*TASK PROMPT*. Output the portion of the Musgrove v. State case summary below verbatim, from "- Before trial, a" up to and including "this competency ruling.".

*PASSAGE FOR REVIEW*.

────────────────────

Chad Michael Musgrove v. State
422 S.W.3d 13
Tex. App.2013Background
- Musgrove was convicted of capital murder and sentenced to life in prison under Tex. Pen. Code Ann. § 19.03.
- Before trial, a separate competency hearing determined Musgrove was not incompetent to stand trial; the appeal contests only this competency ruling.
- The jury did not find him incompetent; the appeal does not revisit the capital-trial merits.
- The trial record included Dr. Carter’s evaluation (approx. four hours) diagnosing competence, noting normal cognitive abilities (IQ 105) despite some delusional beliefs.
- Musgrove’s own expert, Dr. Mark, offered less definitive findings; the court weighed expert opinions on the six statutory competency factors.

────────────────────

*INPUT DATA*.
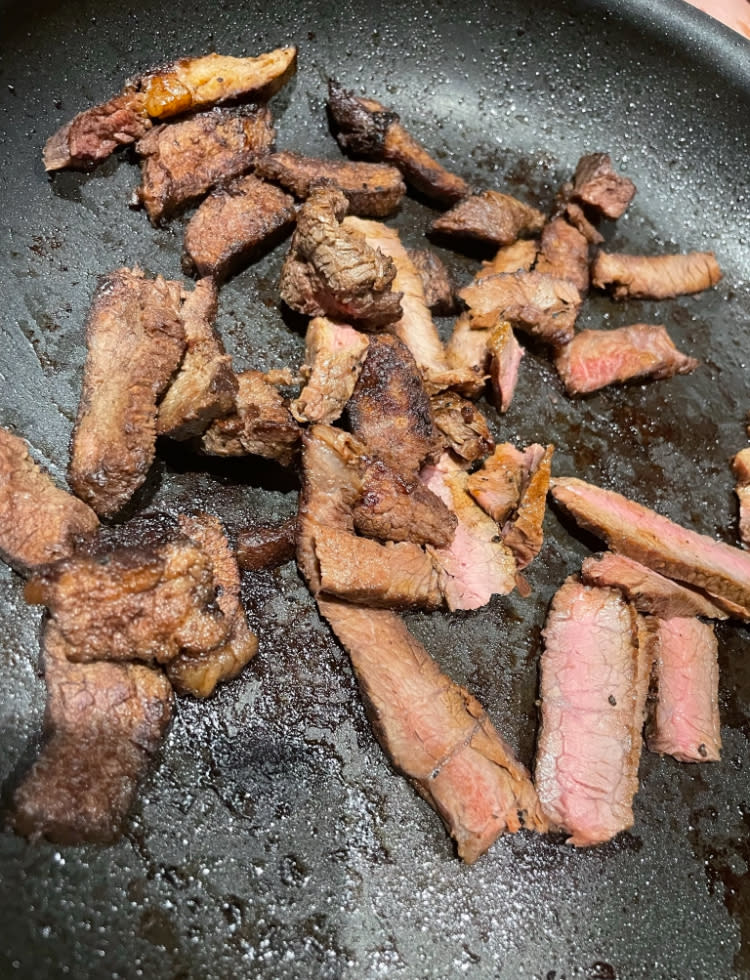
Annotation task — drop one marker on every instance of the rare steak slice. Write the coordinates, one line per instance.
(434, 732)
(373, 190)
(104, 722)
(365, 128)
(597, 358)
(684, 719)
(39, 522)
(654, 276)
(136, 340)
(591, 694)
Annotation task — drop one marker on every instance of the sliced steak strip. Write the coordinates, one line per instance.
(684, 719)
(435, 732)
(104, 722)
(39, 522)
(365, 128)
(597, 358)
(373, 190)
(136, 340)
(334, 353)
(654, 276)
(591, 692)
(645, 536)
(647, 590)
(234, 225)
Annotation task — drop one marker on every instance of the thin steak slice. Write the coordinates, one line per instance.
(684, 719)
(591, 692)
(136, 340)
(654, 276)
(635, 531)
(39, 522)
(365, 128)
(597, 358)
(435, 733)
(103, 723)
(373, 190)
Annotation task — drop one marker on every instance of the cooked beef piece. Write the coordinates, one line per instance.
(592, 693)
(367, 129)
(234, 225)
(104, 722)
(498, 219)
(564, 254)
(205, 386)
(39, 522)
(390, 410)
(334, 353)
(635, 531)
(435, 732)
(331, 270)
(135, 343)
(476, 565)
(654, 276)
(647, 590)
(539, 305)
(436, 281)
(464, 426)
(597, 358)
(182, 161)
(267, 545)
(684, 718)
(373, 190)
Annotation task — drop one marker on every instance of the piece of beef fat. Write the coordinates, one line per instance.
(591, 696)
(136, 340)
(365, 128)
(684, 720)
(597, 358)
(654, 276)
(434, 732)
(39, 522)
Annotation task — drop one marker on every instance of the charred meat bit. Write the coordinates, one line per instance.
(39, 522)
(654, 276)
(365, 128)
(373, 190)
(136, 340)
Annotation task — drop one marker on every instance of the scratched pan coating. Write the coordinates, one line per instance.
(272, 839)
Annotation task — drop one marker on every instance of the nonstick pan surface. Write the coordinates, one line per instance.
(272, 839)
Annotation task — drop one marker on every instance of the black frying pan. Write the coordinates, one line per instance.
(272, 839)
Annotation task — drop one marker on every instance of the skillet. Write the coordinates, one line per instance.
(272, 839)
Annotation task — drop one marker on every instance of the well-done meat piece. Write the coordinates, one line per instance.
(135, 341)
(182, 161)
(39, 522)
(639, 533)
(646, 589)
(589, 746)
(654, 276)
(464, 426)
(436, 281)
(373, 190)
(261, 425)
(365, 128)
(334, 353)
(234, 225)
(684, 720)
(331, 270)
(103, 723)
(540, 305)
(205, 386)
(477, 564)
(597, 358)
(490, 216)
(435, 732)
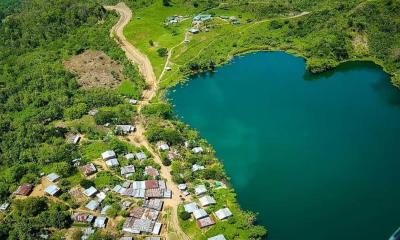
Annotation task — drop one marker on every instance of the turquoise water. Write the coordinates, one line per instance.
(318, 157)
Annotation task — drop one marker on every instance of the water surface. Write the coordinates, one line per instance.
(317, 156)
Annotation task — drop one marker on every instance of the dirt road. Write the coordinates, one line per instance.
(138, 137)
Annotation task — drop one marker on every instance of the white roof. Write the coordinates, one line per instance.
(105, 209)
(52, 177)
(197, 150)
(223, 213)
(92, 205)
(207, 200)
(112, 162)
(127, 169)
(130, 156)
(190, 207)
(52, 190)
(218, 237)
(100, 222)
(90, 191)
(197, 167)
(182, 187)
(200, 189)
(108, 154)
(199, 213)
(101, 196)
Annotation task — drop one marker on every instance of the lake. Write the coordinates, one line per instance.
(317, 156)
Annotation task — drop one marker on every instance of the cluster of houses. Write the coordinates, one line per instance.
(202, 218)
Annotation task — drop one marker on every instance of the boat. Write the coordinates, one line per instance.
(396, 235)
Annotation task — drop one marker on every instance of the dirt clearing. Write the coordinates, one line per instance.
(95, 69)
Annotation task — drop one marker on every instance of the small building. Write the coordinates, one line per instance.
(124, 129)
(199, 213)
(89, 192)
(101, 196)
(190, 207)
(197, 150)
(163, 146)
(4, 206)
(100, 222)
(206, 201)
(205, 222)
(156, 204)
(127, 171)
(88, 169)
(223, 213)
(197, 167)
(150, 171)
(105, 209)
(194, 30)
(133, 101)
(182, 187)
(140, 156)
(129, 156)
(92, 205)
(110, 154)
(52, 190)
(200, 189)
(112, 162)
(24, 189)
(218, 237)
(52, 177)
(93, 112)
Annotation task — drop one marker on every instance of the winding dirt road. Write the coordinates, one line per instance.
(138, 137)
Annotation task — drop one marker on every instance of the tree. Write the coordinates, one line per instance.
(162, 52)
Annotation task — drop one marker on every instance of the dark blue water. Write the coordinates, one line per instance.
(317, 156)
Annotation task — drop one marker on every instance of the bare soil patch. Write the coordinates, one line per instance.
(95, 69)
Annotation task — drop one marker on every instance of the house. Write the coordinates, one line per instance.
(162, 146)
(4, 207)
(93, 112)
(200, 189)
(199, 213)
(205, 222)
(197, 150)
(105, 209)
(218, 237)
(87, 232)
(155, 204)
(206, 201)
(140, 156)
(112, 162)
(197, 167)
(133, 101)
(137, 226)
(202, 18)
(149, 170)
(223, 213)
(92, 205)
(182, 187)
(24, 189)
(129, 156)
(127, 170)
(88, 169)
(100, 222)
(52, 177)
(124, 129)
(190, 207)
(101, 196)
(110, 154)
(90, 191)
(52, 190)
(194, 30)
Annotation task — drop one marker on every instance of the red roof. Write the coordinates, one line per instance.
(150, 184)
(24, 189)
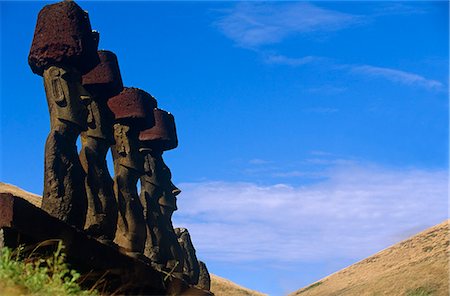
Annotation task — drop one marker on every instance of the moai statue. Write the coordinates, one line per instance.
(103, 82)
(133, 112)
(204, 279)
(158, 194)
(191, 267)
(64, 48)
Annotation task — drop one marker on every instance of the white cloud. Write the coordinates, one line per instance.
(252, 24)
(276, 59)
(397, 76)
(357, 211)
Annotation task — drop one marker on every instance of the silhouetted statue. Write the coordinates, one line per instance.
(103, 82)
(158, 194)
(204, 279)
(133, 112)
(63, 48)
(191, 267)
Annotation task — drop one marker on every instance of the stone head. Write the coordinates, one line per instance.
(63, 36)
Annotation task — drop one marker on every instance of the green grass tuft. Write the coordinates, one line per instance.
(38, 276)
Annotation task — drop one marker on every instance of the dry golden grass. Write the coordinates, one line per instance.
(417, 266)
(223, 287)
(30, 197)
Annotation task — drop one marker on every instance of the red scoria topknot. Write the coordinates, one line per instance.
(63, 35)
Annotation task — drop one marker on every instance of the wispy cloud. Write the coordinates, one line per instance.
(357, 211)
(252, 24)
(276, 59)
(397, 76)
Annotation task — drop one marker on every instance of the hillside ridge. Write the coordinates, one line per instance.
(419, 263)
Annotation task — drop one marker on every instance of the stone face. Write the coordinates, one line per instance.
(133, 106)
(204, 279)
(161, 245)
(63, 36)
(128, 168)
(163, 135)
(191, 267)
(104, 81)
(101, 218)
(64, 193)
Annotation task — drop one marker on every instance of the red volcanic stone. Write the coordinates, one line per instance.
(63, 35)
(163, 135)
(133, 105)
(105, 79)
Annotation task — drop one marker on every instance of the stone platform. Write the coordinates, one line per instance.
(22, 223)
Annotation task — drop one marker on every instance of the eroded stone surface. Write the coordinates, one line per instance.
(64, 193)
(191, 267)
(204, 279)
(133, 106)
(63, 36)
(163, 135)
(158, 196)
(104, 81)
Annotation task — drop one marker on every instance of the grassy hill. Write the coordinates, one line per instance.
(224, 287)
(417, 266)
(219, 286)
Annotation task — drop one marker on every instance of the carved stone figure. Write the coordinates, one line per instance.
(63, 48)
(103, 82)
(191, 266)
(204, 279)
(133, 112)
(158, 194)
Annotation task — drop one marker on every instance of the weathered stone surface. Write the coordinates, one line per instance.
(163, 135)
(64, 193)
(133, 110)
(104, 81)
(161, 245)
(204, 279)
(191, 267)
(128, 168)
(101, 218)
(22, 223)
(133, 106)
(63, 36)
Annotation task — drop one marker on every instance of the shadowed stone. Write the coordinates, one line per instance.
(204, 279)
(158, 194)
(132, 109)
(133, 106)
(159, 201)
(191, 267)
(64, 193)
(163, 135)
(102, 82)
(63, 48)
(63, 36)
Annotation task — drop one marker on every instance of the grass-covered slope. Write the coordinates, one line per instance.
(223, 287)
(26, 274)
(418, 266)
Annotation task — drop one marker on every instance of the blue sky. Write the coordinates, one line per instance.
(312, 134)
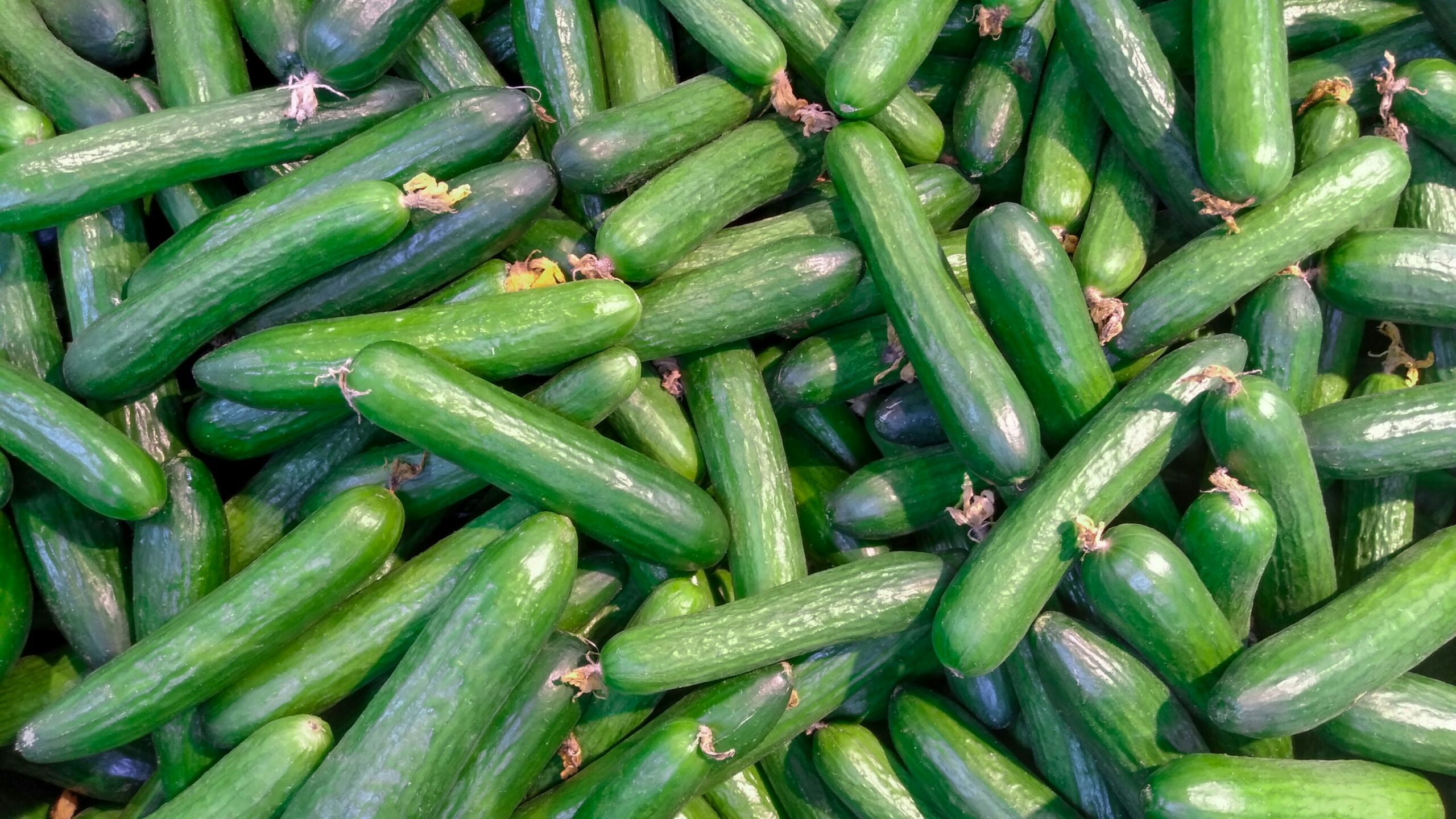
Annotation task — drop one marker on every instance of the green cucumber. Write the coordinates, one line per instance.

────────────────────

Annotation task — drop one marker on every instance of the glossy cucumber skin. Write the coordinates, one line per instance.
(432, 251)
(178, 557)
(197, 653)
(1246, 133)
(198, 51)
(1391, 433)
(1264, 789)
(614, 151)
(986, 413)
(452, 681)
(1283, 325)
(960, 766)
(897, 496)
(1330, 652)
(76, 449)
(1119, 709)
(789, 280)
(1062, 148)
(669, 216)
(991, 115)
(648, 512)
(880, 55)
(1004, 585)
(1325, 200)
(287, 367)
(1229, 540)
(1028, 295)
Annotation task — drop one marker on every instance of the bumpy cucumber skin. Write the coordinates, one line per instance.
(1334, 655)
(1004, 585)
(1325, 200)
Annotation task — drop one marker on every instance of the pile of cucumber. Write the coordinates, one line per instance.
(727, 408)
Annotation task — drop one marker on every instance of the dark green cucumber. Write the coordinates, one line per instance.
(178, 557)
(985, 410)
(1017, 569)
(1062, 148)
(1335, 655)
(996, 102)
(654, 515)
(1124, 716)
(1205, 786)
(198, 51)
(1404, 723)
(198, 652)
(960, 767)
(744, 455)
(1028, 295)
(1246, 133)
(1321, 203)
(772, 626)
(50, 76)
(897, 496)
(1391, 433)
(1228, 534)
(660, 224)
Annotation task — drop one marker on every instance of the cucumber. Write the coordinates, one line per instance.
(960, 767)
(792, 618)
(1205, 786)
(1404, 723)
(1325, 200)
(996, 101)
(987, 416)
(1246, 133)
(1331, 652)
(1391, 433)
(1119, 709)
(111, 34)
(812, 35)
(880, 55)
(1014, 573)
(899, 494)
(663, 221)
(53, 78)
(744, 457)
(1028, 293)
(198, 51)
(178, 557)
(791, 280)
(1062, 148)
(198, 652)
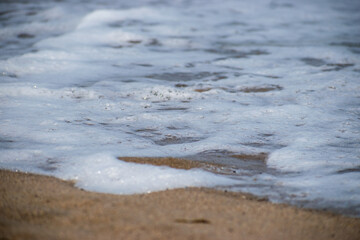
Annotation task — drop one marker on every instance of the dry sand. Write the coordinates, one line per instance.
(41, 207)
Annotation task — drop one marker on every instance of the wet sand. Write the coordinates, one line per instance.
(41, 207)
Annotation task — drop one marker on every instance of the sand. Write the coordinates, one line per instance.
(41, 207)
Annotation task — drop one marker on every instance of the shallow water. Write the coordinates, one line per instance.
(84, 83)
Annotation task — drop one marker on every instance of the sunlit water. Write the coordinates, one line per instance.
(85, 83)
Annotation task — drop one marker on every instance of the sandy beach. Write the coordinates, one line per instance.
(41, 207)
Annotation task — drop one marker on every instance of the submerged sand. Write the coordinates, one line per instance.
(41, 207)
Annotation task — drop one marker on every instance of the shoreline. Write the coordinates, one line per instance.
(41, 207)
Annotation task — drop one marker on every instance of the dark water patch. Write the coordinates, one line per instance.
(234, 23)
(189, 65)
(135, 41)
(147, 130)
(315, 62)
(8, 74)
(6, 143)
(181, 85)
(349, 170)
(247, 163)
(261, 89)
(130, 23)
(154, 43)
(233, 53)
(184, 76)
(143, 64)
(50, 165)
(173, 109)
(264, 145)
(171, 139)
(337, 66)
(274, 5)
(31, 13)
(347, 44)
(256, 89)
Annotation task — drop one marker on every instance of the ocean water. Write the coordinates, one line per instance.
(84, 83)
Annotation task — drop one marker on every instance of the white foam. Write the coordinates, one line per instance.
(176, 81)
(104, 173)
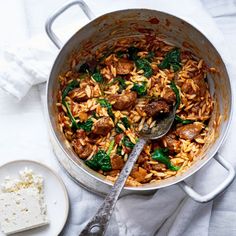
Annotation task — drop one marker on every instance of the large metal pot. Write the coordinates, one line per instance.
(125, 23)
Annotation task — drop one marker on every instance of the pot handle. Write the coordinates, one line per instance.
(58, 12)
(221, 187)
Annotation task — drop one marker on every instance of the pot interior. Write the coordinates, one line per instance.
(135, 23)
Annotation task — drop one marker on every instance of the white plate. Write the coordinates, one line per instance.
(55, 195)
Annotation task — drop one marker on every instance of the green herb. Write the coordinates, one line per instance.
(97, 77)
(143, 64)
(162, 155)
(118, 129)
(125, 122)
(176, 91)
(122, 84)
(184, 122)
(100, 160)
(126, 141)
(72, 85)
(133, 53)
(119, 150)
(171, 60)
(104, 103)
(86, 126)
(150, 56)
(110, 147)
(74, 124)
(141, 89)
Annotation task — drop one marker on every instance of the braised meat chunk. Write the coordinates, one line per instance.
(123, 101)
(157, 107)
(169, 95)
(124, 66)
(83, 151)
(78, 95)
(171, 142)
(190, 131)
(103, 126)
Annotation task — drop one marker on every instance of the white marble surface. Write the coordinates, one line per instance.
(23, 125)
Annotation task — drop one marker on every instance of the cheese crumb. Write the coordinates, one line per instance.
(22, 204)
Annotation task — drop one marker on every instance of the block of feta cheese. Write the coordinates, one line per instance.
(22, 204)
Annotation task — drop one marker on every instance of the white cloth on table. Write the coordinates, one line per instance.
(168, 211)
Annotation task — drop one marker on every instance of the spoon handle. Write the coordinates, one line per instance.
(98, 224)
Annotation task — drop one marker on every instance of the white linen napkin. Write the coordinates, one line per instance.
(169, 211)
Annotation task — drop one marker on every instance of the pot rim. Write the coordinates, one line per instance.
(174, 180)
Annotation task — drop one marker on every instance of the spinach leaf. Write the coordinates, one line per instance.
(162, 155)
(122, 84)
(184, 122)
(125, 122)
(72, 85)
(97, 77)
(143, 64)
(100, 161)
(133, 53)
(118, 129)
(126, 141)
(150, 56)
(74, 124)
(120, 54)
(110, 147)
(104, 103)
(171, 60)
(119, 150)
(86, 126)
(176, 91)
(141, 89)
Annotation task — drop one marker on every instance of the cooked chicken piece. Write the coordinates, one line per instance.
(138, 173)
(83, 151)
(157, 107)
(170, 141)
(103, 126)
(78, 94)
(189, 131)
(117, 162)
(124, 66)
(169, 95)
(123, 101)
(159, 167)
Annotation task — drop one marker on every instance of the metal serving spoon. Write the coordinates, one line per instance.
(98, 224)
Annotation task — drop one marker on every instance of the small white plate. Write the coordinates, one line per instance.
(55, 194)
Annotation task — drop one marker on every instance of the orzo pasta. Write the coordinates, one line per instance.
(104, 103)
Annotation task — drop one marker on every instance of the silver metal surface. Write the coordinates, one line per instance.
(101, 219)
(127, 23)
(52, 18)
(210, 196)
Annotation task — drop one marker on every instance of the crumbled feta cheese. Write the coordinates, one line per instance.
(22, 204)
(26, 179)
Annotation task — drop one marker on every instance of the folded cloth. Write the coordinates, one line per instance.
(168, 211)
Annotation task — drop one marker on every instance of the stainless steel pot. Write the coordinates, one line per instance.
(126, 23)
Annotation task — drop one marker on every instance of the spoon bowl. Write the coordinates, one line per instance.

────────────────────

*EXERCISE SOLUTION*.
- Before trial, a separate competency hearing determined Musgrove was not incompetent to stand trial; the appeal contests only this competency ruling.